__対象の文章__
Yahooニュース「会社すぐに辞めるのどっち?」(リンク切れ)
 
は、元ネタが日刊ゲンダイである時点で疑ってかかるべきでしょう。
「新入社員の3割が3年以内で辞める」
というのは私の新卒の頃には既に言われていました。こんなことをやたら喧伝することで、夢いっぱいで張り切っている新入社員が、1度の挫折で退職を考えてしまうことになったら大変です。
 
 中にはうなずけるものもありますが、私立より国立が危ないとか優が10個以上あると辞めるとか、
「優秀な新人ほど辞める」
イメージは目の錯覚ではないかと疑っております。優秀な人が辞めると目立つからそう見えるだけで。
「ウチの会社は優秀な人から辞めていく」
というセリフは、古代エジプト王朝の頃からあったという証拠はありませんが、純真なフレッシュマンの皆様は先輩にこう言われても
「自分も辞めなければ優秀でないことになる」
と動揺する必要はありません。
 
 私が一番長く勤めた会社でもこう言われていて、本当かなあと疑った私は、1年間に退職した人を書き出し、優秀かそうでないかを自分の主観で分類し、残っている人の優秀率から判定し、優秀な人の退職率はそうでない人の退職率を下回るという結論を下しました。

__項目一覧__

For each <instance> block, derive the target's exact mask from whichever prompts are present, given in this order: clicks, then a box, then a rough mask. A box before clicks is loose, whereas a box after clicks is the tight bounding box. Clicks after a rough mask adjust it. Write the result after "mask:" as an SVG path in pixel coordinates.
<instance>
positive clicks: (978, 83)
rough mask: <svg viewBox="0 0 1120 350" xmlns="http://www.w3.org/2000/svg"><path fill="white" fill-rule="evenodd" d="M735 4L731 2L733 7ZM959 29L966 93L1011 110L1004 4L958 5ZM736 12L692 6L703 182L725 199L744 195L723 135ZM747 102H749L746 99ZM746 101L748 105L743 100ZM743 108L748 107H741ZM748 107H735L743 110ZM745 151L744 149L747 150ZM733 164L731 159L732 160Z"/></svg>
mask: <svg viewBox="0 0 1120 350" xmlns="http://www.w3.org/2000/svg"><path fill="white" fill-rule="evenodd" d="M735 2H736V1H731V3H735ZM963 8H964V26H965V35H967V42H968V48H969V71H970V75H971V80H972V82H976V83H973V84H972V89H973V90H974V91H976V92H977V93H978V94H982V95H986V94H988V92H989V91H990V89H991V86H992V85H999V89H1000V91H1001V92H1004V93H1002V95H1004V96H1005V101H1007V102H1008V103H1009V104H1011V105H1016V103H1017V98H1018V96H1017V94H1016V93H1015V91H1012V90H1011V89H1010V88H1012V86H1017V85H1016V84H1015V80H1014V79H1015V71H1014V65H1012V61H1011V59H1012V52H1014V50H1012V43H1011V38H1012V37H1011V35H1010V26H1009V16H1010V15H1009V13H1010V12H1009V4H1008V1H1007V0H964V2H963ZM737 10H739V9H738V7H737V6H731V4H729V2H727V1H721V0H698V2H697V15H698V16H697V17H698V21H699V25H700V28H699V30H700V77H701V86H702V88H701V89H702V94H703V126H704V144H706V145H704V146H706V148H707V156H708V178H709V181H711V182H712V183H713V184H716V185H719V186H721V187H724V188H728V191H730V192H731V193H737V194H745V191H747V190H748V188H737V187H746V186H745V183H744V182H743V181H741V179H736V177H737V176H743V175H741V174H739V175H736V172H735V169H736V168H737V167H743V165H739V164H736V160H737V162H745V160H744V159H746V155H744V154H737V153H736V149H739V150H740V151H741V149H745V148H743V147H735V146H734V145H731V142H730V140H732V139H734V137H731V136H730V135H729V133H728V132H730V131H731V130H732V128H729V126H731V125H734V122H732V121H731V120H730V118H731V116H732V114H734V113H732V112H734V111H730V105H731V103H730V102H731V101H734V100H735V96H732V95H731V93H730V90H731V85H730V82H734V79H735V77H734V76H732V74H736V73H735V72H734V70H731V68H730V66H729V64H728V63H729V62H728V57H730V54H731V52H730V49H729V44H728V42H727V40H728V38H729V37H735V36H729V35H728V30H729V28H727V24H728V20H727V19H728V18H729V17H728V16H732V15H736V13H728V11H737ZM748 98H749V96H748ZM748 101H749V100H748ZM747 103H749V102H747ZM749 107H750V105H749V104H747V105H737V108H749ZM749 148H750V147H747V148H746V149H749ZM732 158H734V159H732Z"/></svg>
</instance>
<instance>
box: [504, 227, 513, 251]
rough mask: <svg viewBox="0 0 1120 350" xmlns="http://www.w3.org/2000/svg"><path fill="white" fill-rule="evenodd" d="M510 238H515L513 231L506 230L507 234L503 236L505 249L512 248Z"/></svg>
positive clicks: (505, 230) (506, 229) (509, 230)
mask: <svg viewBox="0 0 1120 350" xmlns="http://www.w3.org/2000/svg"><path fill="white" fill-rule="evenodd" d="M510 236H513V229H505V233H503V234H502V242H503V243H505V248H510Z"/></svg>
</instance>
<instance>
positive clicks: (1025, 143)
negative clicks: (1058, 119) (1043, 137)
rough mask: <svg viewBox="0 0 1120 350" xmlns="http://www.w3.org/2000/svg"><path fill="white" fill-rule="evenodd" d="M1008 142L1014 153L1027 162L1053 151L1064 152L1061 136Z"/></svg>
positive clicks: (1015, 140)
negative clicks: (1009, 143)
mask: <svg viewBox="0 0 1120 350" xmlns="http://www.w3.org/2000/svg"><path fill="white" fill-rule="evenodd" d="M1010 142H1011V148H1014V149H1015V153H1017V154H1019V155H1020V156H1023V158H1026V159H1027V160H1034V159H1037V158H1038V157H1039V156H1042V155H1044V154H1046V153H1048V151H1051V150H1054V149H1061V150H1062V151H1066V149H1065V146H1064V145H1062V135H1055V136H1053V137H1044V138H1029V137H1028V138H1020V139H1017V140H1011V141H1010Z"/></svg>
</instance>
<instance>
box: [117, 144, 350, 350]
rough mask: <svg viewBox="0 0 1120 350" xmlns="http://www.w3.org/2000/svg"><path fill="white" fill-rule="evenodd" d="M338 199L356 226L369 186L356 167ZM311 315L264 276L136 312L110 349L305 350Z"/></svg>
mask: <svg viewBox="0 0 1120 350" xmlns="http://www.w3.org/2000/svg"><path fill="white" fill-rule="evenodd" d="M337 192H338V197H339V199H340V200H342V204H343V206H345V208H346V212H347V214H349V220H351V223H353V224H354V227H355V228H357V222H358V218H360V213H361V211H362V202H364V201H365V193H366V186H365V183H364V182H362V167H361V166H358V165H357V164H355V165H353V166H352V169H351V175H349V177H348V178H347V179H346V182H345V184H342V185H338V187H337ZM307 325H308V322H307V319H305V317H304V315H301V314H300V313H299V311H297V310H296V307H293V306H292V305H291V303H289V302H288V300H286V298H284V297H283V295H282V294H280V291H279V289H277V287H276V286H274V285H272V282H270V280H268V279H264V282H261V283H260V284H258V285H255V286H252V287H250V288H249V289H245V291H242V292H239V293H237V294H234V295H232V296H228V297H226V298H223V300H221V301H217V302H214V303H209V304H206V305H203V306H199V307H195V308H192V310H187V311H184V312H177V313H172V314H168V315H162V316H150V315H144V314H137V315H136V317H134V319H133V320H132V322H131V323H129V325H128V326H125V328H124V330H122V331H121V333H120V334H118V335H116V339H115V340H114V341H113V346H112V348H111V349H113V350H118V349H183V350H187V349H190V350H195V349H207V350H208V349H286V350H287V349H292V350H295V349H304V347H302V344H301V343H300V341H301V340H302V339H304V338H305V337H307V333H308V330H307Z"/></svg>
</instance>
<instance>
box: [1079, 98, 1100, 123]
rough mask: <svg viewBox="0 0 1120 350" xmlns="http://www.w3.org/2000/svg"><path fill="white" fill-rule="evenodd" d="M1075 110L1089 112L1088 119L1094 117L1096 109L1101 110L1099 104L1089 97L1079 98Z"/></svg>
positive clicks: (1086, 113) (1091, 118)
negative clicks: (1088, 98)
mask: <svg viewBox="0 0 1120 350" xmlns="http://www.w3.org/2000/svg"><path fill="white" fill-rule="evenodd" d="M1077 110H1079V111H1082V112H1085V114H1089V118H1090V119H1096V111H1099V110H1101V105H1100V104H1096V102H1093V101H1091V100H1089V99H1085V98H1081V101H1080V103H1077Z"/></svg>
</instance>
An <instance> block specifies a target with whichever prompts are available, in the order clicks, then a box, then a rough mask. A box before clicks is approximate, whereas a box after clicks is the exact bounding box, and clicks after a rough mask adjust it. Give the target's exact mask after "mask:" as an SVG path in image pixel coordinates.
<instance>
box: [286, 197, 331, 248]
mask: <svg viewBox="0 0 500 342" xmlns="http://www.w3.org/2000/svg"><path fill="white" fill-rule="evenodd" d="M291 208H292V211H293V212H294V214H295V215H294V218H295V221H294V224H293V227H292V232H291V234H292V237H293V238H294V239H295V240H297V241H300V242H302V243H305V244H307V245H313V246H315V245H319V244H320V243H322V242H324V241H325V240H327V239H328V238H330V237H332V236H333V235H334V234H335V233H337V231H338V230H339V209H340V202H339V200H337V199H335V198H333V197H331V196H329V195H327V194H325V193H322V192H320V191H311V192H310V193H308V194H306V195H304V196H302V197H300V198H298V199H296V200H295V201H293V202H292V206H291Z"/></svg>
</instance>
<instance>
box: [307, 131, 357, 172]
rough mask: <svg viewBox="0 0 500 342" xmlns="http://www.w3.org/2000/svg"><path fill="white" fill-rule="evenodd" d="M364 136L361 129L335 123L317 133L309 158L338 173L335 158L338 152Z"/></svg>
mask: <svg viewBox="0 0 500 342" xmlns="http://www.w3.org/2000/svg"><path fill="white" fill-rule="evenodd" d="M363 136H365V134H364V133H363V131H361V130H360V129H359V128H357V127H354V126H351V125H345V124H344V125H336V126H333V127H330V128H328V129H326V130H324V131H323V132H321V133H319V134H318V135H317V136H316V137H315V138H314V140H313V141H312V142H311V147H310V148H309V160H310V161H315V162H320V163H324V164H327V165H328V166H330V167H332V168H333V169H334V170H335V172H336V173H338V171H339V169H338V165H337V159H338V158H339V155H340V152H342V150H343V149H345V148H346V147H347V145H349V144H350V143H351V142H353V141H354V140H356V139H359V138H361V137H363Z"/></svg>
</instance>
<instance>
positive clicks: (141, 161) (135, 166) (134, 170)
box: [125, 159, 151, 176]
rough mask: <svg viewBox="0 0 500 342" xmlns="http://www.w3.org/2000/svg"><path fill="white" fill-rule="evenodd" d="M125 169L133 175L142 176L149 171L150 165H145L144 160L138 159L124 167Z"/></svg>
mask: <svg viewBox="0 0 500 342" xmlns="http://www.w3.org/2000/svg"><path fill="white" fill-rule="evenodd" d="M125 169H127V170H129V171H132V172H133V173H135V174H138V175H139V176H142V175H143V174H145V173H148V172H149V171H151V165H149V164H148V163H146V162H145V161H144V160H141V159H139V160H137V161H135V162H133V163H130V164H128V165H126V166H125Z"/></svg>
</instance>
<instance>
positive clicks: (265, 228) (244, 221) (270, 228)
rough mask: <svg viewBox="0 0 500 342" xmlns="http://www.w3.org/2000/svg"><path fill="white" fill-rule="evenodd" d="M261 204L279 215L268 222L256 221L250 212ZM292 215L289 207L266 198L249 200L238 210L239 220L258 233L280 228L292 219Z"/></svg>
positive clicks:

__やること__
**A)** 新入社員の退職に関する文章で、筆者は一番長く勤めた会社で1年間の退職者を分類した結果、どんな結論を下しましたか?
**B)** 新入社員の退職に関する文章を、最後の文の後から引き継いで書き進めてください。
上の項目は、新入社員の退職に関する文章とは関係がありません。

__作業別の回答__
**A)** 優秀な人の退職率は、そうでない人の退職率を下回るという結論です。

**B)**
 何をもって優秀と判断するかが私の主観なのであてにならないと言えばなりません。上のYahooニュースでは、出身大学のランクが高く優の数が多いほど辞めやすいとしています。
 学歴と社会における能力は無関係という説が根強いですが、これも個々の事例を見れば無関係であったとしても統計的に見ればそれなりの相関関係はありそうです。なぜ無関係にしたいかというと
「努力が全て、全てが努力次第」
とあおるために違いありません。
 
 社会における能力というのも漠然としすぎてはいるのですが、高校生くらいの子と話すと、能力とは性格の良さだと思っている節があります。おそらく
「人間は中身が大事」「学校の成績で人間の価値は決まらない」
という子供の道徳 がまだ生きているからでしょう。性格の良い人はあまり会社辞めたりしないような気がします。
 
 結論としては、優秀の定義が人によって違いすぎるため、
「優秀な人ほど辞める」
が正しいかどうかは証明不可ということです。昔の私のような、
「自分を優秀だと思いこんでいる優秀でない人」
は辞めやすいかも知れません。気をつけましょう。
 
 
 5月11日の記事。またYahooニュースリンク切れ。自分が優秀でないことを知るのは必要なことです。